# Competition with 7 players



## Senseicads (Feb 20, 2017)

In need of someone's help from someone a lot smarter than me!  We are going on golf holiday in the summer and we are looking at running a bit of a Ryder cup style competition whereby the players accrue points for a win and half a point for a draw.  We originally had 8 people going and that was nice and easy.  we just picked the four balls and out of each four ball match the players also played against each member of the other team and also contributed to the four ball score.  So they had the opportunity in each match to win 3 points. Sounded fun and everyone was happy.  

Unfortunately we are down to 7 people. This kind of throws a bit of a spanner in the works. Has anyone had this scenario before and how did you manage it? We'd like to keep the teams concept if possible, but now need to think about how to manage the missing person in terms of score.  I thought about introducing a "ghost" player who would score the average score on each of the holes rounded up of the players in the team of 3? giving them an overall score for the ghost.  This might get complicated but would give a score based upon how the whole team were doing.
****
Given problem →
For each statement, answer yes or no according to the post about a seven-player golf competition, and quote the words of the post that settle it. (a) The group first planned for eight people to go. (b) A player earns a full point for a draw. (c) The proposed ghost player would take the team's average score on each hole, rounded down. The records that come next have no connection to the golf post above.
****
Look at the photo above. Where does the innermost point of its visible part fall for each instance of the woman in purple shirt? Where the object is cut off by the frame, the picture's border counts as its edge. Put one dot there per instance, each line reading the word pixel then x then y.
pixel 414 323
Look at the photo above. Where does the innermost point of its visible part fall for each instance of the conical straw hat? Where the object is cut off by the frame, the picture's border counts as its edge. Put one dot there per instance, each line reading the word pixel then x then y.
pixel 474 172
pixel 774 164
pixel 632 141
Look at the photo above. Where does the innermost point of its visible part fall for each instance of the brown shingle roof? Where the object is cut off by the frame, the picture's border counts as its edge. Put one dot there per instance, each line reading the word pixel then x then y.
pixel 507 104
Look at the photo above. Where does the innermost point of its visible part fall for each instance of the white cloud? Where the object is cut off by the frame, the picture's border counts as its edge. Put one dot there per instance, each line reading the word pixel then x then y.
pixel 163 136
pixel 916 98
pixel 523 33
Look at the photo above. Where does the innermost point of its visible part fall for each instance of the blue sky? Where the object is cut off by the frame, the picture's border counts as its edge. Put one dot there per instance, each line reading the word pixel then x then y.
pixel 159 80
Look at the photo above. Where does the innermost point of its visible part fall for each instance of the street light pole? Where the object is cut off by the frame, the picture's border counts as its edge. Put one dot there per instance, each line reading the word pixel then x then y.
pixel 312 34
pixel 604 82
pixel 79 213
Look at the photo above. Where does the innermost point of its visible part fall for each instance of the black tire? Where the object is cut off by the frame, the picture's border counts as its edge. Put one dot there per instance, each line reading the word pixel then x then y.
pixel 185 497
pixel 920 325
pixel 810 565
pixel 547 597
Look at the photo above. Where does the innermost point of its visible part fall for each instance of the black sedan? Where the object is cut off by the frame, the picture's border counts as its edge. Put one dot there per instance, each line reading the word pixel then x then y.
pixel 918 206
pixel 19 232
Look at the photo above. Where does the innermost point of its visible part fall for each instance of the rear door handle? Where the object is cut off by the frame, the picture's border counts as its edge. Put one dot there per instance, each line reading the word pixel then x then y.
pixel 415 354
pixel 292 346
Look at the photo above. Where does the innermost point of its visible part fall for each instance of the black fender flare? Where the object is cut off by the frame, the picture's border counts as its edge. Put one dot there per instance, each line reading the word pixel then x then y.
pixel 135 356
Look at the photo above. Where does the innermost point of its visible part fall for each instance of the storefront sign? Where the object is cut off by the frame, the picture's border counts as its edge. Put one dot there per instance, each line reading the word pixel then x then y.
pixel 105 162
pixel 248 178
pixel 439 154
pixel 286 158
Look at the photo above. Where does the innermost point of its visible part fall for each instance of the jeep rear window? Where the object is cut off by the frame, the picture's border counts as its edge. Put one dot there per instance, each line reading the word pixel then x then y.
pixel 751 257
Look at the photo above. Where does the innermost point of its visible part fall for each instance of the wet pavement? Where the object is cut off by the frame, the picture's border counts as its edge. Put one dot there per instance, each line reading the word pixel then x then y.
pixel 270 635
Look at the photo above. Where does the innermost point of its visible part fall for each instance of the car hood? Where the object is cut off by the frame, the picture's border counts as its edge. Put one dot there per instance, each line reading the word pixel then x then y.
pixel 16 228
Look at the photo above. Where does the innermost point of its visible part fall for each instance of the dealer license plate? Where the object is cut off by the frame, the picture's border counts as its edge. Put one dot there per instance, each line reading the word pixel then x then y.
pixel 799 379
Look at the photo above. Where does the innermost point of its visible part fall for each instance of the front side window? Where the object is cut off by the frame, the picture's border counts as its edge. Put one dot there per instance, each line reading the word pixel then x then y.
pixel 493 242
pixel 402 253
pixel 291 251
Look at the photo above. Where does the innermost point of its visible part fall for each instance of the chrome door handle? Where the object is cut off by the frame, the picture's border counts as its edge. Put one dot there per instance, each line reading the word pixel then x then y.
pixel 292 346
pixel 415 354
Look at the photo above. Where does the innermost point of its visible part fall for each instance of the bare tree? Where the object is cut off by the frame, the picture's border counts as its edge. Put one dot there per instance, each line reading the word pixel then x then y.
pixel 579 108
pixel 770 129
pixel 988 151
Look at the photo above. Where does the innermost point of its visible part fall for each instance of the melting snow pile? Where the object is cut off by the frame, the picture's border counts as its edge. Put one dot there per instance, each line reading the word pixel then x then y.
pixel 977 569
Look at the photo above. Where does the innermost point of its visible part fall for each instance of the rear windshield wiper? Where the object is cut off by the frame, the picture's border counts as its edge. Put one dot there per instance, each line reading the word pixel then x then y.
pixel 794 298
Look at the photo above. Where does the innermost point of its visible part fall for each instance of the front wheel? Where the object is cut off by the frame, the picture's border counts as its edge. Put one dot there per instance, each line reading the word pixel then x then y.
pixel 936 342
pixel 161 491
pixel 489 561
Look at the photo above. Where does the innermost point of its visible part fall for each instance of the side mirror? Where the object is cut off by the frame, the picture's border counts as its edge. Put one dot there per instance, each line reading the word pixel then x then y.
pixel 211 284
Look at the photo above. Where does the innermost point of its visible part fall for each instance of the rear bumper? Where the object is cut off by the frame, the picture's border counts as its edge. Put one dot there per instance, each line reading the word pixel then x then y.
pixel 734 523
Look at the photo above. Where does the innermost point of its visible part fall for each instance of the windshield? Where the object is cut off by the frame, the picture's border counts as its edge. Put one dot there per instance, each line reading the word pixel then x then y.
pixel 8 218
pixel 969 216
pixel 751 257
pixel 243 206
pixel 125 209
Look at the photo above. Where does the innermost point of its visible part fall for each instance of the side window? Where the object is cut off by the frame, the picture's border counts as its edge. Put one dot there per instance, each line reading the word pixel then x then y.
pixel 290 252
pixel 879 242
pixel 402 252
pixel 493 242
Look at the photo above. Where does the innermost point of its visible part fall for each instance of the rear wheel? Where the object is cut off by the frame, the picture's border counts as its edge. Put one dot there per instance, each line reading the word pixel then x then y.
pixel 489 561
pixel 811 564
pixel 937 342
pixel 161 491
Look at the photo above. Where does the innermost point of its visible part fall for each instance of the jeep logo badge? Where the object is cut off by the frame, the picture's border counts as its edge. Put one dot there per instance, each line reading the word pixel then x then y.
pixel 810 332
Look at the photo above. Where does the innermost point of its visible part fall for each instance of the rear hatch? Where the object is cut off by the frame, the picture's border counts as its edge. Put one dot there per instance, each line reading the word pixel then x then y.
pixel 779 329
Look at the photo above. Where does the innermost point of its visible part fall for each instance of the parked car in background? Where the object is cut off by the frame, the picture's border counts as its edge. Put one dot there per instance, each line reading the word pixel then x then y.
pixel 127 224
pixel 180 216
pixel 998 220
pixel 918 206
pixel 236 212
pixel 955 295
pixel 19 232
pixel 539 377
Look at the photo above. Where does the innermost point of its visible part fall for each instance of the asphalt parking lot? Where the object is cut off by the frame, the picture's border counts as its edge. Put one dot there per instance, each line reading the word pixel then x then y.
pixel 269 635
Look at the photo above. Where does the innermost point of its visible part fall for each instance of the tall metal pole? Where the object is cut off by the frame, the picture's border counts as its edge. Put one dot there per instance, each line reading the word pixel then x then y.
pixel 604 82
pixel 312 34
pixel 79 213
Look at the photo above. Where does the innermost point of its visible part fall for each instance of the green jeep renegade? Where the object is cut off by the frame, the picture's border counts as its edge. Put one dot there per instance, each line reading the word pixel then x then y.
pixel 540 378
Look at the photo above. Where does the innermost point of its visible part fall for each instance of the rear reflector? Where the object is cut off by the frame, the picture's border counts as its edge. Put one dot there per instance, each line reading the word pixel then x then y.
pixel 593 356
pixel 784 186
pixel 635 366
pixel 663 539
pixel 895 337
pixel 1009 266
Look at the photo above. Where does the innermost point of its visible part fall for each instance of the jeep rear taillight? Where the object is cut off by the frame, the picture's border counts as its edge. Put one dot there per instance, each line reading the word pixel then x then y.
****
Written solution →
(a) Yes: "We originally had 8 people going"
(b) No: "half a point for a draw"
(c) No: "rounded up"